- **TASK DIRECTIONS**
Starting with the line containing "Target: white baseboard" and going on through the line containing "sydney opera house.", return the lines of the data below exactly, and only those.

- **SOURCE MATERIAL**
------------
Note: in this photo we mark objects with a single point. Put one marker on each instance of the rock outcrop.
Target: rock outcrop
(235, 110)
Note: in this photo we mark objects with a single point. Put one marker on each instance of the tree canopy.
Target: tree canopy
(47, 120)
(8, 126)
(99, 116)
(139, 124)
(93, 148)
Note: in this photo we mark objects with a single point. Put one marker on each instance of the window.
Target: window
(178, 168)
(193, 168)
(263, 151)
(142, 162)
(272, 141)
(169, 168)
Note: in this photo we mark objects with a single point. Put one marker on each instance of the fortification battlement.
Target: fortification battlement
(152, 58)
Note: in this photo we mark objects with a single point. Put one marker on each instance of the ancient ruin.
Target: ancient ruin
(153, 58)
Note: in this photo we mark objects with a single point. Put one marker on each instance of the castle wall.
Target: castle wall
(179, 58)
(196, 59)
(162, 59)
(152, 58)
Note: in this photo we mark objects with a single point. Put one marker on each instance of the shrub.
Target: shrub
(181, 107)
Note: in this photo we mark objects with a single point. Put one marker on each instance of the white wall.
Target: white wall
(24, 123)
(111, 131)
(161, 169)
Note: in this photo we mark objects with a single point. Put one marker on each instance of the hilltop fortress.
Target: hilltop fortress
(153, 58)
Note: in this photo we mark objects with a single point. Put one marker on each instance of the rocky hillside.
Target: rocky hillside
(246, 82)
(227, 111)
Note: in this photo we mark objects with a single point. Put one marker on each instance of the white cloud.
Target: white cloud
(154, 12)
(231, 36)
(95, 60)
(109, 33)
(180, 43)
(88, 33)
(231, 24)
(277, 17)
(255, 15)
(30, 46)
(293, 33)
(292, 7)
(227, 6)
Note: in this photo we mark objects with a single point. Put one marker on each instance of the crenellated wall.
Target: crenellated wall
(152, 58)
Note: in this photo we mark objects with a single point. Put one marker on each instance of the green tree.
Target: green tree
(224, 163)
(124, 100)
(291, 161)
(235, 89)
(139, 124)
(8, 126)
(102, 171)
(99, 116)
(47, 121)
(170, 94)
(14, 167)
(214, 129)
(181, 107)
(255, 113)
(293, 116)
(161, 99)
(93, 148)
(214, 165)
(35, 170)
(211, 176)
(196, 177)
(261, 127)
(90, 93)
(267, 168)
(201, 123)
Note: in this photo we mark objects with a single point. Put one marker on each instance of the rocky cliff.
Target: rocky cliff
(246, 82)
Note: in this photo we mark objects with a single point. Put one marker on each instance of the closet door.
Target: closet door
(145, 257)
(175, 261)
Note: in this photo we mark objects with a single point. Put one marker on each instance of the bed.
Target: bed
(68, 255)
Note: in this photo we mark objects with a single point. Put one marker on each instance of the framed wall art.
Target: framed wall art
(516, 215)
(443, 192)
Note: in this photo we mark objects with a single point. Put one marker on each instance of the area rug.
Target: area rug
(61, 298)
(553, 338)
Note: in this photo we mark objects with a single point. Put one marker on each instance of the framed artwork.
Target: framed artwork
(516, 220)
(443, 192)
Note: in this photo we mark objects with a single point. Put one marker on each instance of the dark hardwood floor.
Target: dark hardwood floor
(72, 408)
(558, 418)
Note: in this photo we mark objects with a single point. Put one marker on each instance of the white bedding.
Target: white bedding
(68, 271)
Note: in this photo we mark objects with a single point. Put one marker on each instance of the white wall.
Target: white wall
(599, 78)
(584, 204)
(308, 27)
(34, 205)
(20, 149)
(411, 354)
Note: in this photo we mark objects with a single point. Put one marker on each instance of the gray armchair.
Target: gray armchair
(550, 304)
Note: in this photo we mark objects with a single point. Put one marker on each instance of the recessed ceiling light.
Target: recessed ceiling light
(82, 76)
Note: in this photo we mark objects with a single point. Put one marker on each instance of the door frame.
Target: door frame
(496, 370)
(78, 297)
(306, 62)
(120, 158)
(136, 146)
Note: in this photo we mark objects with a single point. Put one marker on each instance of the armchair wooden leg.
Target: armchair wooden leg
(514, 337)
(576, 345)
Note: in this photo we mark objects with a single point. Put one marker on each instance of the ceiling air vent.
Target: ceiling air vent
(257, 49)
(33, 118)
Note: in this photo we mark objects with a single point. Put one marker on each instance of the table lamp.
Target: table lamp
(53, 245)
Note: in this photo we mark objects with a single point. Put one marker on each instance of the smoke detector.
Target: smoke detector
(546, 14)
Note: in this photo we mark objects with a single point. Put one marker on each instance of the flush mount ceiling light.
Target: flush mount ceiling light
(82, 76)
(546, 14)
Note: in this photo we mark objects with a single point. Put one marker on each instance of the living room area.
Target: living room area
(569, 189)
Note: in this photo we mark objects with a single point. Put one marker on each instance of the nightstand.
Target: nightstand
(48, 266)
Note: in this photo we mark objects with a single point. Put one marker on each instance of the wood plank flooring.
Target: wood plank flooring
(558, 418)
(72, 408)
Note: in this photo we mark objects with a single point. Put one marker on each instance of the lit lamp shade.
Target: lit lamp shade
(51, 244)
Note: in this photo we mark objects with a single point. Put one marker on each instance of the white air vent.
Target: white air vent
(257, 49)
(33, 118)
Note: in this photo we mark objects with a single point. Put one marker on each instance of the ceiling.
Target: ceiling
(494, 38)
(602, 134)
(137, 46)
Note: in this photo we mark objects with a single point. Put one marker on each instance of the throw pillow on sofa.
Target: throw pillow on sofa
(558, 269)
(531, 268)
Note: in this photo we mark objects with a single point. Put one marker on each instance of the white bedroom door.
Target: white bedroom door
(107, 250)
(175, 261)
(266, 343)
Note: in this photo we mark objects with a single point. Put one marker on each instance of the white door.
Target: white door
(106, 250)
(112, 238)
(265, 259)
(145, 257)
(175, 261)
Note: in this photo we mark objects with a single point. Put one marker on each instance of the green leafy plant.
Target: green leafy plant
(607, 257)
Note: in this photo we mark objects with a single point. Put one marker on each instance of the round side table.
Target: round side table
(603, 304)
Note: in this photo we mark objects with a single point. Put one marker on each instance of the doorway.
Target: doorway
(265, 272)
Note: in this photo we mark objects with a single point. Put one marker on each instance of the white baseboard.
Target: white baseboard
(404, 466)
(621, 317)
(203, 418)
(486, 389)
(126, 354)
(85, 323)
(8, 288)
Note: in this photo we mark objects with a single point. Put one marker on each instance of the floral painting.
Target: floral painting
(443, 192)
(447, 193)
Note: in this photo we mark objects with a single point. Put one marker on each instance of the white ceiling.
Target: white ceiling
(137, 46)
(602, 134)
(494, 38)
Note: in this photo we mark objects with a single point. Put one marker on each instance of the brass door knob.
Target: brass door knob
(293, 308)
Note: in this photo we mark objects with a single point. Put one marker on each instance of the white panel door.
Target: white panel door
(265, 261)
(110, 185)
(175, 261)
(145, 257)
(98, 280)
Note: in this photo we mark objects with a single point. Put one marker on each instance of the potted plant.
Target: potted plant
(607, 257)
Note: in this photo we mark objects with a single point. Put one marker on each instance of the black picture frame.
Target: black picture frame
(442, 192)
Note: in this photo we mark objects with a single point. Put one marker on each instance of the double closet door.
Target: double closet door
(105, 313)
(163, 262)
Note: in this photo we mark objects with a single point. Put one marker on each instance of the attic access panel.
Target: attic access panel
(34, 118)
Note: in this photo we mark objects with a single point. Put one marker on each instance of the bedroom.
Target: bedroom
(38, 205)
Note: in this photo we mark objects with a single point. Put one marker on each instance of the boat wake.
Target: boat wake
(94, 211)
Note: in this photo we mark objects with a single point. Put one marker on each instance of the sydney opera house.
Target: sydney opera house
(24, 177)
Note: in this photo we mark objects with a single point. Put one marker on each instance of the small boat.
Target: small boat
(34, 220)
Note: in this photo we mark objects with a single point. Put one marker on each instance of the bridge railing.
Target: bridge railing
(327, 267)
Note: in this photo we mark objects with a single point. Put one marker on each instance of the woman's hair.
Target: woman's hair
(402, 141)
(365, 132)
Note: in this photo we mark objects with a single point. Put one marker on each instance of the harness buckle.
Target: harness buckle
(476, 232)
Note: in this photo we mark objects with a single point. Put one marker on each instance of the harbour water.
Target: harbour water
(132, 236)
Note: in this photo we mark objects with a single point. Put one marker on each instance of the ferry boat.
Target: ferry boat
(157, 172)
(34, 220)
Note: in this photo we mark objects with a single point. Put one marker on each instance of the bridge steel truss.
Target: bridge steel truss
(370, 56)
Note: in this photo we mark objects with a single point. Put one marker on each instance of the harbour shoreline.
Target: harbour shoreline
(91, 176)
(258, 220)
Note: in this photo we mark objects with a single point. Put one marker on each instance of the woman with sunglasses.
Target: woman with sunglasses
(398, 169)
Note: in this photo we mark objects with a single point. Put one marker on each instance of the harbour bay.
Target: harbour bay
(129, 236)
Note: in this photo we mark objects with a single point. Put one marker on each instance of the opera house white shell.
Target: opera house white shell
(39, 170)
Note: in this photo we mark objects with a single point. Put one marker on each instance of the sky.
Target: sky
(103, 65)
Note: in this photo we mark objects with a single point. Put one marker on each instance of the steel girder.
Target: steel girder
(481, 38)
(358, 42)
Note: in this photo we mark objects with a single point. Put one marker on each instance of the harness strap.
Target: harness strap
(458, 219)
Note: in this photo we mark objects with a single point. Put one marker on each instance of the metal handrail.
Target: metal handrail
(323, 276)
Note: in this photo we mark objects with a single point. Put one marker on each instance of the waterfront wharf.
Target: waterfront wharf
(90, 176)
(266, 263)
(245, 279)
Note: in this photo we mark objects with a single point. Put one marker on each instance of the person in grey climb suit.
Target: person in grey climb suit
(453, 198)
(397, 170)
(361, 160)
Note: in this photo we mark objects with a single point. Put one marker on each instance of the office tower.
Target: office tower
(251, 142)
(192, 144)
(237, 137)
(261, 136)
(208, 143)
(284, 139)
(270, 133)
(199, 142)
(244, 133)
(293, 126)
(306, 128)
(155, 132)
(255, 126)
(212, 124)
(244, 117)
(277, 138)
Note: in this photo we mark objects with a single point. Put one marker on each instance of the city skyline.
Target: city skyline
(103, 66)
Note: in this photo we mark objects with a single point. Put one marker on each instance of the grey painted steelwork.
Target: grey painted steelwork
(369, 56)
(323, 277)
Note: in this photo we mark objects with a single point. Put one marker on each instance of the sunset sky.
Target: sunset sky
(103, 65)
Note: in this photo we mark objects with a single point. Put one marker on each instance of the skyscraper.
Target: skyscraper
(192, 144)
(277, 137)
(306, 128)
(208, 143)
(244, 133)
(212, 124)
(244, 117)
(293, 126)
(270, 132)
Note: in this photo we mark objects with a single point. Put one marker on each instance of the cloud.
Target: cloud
------------
- **RESPONSE FOR THIS EXERCISE**
Target: white baseboard
(404, 466)
(621, 317)
(203, 418)
(486, 389)
(126, 354)
(85, 323)
(8, 288)
Note: in this photo we mark objects with a single point. Put one marker on each instance of the floral painting.
Target: floral painting
(443, 192)
(447, 193)
Note: in this photo we mark objects with a single point. Put one marker on each instance of the white ceiling.
Target: white ceiling
(137, 46)
(602, 134)
(494, 38)
Note: in this photo we mark objects with a single point. Put one marker on each instance of the brass door knob.
Target: brass door knob
(293, 308)
Note: in this photo we mark objects with a single point. Put one marker on each instance of the white panel door.
Target: white panel door
(265, 261)
(110, 185)
(175, 261)
(145, 257)
(98, 280)
Note: in this photo we mark objects with a single point. Put one marker on each instance of the potted plant.
Target: potted plant
(607, 257)
Note: in this photo we mark objects with a single point. Put one marker on each instance of the black picture frame.
Target: black picture frame
(442, 192)
Note: in this photo we mark objects with a single point. Put one marker on each instance of the double closet door.
Target: double closet door
(105, 313)
(163, 262)
Note: in this photo we mark objects with a single point. Put one marker on each instance of the attic access panel.
Target: attic access panel
(34, 118)
Note: in this photo we mark objects with a single point. Put one marker on each instance of the bedroom.
Target: bedroom
(38, 205)
Note: in this photo we mark objects with a single point. Put one marker on each instance of the boat wake.
Target: boat wake
(94, 211)
Note: in this photo we mark objects with a single point. Put one marker on each instance of the sydney opera house.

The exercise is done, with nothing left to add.